WHAT YOU NEED TO DO »
Each entry must come back word for word; drop the images as you go.

[Saved entries]

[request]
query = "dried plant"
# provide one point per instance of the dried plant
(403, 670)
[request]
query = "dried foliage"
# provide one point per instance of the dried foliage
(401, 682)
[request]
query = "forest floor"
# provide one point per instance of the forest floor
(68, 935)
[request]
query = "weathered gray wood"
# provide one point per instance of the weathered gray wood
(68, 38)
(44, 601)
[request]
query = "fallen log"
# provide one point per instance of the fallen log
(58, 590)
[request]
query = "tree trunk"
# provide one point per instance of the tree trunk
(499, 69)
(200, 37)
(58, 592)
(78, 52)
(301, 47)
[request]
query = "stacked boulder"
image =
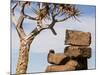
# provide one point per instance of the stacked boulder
(76, 53)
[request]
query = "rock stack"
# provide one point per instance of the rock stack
(76, 53)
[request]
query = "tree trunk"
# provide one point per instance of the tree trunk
(23, 57)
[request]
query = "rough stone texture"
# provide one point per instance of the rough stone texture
(69, 66)
(78, 51)
(55, 58)
(82, 64)
(74, 37)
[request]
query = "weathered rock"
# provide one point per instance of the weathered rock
(55, 58)
(82, 64)
(78, 51)
(74, 37)
(69, 66)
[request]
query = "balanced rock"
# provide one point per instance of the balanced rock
(69, 66)
(78, 51)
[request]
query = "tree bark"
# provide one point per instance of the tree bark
(23, 58)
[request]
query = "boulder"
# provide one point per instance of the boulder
(69, 66)
(78, 51)
(55, 58)
(77, 38)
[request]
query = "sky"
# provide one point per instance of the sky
(46, 40)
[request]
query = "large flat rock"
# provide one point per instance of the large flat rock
(79, 38)
(69, 66)
(78, 51)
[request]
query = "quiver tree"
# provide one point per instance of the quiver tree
(43, 12)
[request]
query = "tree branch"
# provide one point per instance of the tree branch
(18, 23)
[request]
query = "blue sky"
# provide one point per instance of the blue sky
(46, 40)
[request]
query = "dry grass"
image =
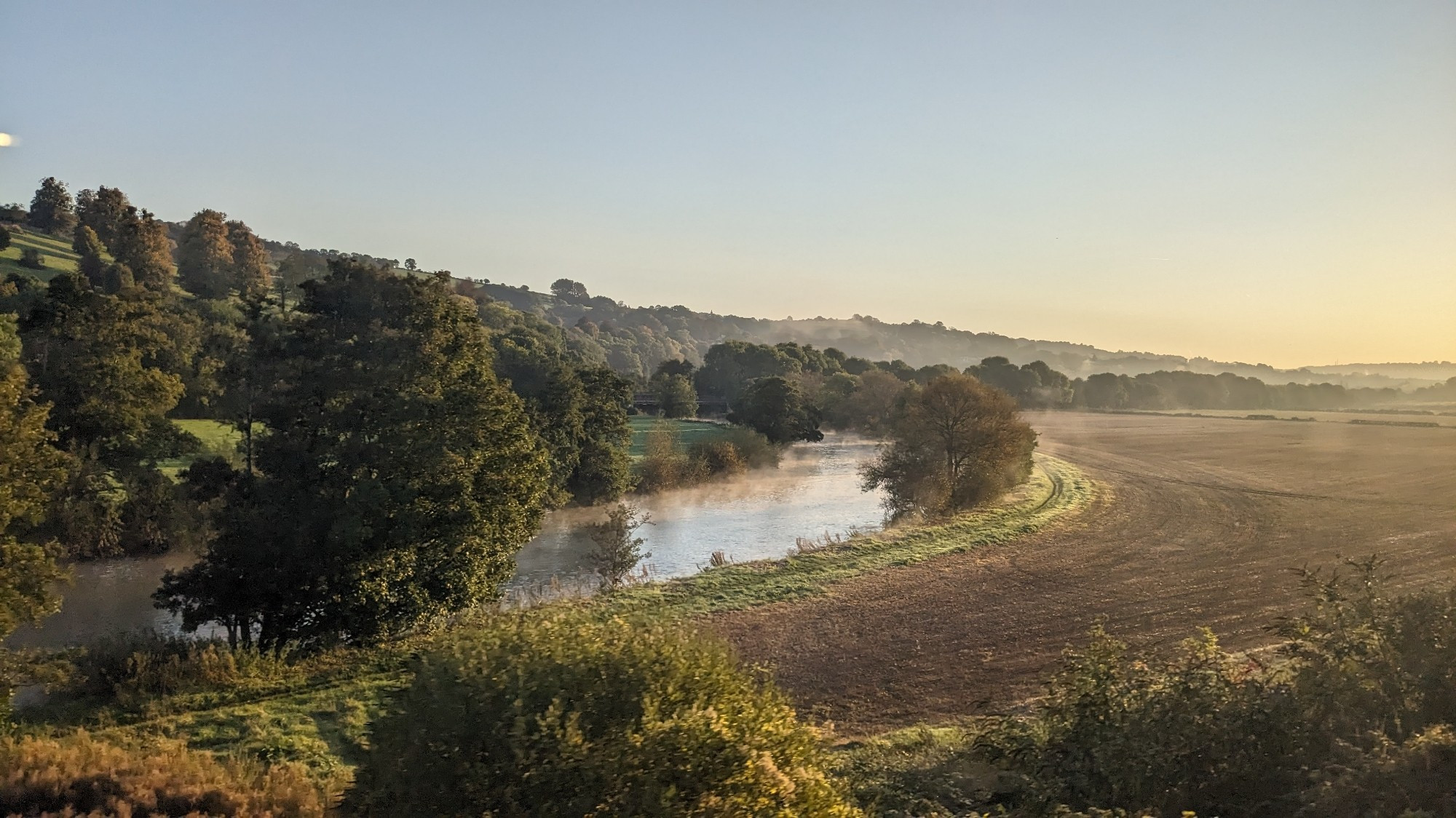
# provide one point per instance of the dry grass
(79, 775)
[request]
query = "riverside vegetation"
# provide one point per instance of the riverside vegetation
(401, 436)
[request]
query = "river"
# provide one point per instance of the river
(813, 493)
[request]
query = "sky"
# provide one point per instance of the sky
(1266, 181)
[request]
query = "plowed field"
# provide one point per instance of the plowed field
(1199, 525)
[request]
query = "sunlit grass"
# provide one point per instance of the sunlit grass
(1055, 490)
(56, 253)
(688, 432)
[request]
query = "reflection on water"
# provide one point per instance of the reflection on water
(106, 597)
(753, 517)
(758, 516)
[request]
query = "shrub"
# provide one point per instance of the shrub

SOLUTION TO THIS PROBLEM »
[request]
query = "dried plant"
# provide one point per instance of the dried plant
(403, 670)
[request]
query = "dried foliage"
# provide one point per instance of the dried foliage
(401, 682)
[request]
query = "forest floor"
# provide one point per instance of the forest floor
(68, 935)
[request]
query = "weathered gray wood"
# provide one point per instance of the weathered gray wood
(68, 38)
(44, 601)
[request]
query = "fallen log"
# provide one point per instance of the fallen log
(58, 590)
[request]
query = "tree trunk"
# provide one point per instance of the tree trunk
(499, 69)
(200, 37)
(58, 592)
(78, 52)
(301, 47)
[request]
query = "stacked boulder"
image =
# provide one point per instance of the stacked boulder
(76, 53)
[request]
query = "rock stack"
# provide one point per instance of the rock stack
(76, 53)
[request]
query = "tree trunk"
# provide one point per instance of the tree trunk
(23, 57)
[request]
query = "rough stone texture"
# provide one point per instance of the rough stone texture
(69, 66)
(78, 51)
(55, 58)
(82, 64)
(74, 37)
[request]
query = "weathered rock"
# provide one point per instance of the weathered rock
(55, 58)
(82, 64)
(78, 51)
(74, 37)
(69, 66)
[request]
query = "balanced rock"
# provide one point per instance of the balanced rock
(69, 66)
(78, 51)
[request]
query = "tree bark"
# provide one point per instance of the tree bark
(23, 58)
[request]
query = "boulder"
# provide one point per instance of the boulder
(69, 66)
(78, 51)
(55, 58)
(77, 38)
[request]
query = "sky"
# provide one point per instance of the sky
(46, 40)
[request]
query = "large flat rock"
# provide one point per instance of the large flat rock
(79, 38)
(69, 66)
(78, 51)
[request]
query = "quiver tree"
# provide one point per instance of the quiver tree
(43, 12)
[request]
query = "tree branch"
# provide one point per instance of the tree branch
(18, 23)
[request]
query = "blue sky"
# provide one point per instance of the blue sky
(46, 40)
[request]
query = "dry grass"
image =
# provide one point per instance of the dry grass
(79, 775)
[request]
query = "riverside vegetation"
# provide one point per instance of the riverside vegetation
(401, 436)
[request]
query = "river"
# provide one point per instance of the river
(813, 493)
[request]
query = "sky"
# provide one point per instance of the sky
(1266, 181)
[request]
query = "plowed field"
# provide one point per instance of the plowed field
(1199, 525)
[request]
query = "sunlit grass"
# provide one point per instance of the sunlit grass
(1055, 490)
(56, 253)
(688, 432)
[request]
query = "reflection on water"
# provide one point per instance of the reflection on water
(106, 597)
(753, 517)
(758, 516)
[request]
query = "shrub"
# provide one point per instance of the shrub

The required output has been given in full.